[TASK REQUIREMENTS] Gather every line in the listing below that contains the word "pink", and copy each one out in full.
## begin DATA RECORDS
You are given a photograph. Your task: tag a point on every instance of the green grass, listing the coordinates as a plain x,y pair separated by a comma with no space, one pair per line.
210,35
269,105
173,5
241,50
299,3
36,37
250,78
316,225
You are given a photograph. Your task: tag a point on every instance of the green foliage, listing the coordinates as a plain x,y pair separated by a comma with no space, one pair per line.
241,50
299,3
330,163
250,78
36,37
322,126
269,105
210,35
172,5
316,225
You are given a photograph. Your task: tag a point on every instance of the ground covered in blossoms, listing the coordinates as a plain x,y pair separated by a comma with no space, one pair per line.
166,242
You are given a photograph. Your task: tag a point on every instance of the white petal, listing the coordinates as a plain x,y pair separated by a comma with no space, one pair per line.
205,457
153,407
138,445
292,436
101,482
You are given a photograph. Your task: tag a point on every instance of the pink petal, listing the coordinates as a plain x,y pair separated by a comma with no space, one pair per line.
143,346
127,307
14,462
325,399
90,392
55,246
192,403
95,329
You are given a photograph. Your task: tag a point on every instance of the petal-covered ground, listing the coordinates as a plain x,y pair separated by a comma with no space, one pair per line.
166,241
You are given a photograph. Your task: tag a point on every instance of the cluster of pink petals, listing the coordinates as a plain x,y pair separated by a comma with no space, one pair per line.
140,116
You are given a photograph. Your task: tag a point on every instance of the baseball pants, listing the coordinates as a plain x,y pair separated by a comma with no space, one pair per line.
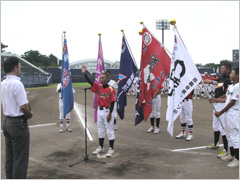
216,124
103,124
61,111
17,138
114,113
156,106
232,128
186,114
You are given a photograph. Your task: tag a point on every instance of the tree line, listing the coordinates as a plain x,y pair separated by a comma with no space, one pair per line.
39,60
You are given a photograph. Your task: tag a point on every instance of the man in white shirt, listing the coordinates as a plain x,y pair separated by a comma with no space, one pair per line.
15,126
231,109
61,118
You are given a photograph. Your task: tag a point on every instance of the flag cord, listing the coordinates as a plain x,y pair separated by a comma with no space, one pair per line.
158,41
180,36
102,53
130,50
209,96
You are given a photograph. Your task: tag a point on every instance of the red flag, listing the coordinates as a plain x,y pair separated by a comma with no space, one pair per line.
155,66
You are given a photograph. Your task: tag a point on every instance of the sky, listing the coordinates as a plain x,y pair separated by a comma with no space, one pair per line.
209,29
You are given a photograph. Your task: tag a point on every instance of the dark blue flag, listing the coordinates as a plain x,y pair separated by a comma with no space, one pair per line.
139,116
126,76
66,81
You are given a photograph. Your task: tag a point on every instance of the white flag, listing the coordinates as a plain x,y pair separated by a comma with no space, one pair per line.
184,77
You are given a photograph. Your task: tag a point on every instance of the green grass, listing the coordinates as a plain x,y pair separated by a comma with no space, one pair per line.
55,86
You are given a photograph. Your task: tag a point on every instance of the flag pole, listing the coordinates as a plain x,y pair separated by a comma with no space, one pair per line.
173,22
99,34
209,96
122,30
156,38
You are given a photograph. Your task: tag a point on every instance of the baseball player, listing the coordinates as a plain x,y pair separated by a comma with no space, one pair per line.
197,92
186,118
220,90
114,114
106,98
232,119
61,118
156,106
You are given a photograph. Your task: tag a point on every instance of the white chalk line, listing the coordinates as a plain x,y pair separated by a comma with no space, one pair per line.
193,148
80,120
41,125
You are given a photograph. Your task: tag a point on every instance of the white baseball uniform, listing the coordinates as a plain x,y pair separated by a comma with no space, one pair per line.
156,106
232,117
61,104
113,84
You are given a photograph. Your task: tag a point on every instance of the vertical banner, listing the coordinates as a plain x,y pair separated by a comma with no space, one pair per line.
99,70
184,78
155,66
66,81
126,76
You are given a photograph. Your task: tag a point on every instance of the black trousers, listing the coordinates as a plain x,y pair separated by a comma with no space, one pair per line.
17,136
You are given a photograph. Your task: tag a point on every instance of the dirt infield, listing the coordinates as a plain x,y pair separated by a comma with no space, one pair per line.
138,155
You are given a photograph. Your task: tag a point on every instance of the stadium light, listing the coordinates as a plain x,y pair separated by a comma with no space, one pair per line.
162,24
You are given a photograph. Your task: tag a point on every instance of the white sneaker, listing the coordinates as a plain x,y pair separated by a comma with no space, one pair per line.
## end DATA RECORDS
## begin DATA RECORDS
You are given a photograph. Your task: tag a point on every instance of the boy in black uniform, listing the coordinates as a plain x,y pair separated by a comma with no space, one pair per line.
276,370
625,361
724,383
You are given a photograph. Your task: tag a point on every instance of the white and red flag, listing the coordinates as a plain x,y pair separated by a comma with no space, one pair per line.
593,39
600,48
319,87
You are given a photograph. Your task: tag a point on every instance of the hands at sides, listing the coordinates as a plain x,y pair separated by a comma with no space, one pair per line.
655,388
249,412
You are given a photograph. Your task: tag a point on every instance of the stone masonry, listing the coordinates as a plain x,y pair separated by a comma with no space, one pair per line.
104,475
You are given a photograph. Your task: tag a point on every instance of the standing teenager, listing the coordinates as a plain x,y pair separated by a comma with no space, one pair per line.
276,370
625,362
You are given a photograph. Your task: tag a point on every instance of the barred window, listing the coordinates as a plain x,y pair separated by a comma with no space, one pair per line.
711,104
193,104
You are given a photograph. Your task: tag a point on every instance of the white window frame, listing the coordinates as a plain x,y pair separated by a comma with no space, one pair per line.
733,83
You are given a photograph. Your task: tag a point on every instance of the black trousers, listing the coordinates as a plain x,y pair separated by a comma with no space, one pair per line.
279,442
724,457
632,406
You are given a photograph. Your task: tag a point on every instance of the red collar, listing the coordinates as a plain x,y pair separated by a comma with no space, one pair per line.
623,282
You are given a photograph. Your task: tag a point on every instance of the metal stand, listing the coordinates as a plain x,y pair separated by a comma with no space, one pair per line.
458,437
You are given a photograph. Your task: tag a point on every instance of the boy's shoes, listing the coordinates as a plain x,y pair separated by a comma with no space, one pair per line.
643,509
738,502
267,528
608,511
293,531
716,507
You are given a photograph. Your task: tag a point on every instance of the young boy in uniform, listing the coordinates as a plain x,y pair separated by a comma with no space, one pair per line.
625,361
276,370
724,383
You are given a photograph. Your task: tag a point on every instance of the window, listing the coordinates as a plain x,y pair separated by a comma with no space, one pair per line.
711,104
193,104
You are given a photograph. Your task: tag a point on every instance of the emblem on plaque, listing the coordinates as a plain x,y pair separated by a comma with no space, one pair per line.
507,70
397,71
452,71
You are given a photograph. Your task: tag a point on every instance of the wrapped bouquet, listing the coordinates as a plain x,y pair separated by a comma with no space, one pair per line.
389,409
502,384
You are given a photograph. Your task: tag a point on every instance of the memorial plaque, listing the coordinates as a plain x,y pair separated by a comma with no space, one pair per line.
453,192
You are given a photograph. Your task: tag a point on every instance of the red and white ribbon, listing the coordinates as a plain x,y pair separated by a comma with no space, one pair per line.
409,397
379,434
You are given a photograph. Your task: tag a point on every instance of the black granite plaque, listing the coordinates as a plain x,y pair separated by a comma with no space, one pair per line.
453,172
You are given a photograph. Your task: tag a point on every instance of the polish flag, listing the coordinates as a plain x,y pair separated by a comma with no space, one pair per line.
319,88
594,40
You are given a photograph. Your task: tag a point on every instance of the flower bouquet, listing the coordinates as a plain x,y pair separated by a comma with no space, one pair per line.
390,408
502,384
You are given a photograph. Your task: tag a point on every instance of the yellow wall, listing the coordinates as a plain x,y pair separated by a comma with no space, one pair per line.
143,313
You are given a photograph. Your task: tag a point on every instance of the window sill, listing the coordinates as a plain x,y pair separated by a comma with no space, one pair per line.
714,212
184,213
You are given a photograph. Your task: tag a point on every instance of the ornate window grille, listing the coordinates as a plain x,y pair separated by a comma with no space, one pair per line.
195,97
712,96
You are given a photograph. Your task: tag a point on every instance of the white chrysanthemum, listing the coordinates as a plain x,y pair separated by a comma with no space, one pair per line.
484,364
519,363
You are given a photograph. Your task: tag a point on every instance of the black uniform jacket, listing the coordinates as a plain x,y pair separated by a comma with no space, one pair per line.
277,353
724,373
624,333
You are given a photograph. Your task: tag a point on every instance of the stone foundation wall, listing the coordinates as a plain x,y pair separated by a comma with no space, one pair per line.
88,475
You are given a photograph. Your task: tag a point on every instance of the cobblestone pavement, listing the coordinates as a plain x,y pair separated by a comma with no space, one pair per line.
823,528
## end DATA RECORDS
[RESULT OF THIS TASK]
You are given a photograph. Your task: tag a point on every instance of the pink petal, listing the coordinates as a plain x,y pair separated by a comma with no space, one pair per line.
You are given a photograph. Your task: tag a point on every instance of the cluster of pink petals, listing the coordinates as a plain x,y pair separated by a comma with no space, one pair per line.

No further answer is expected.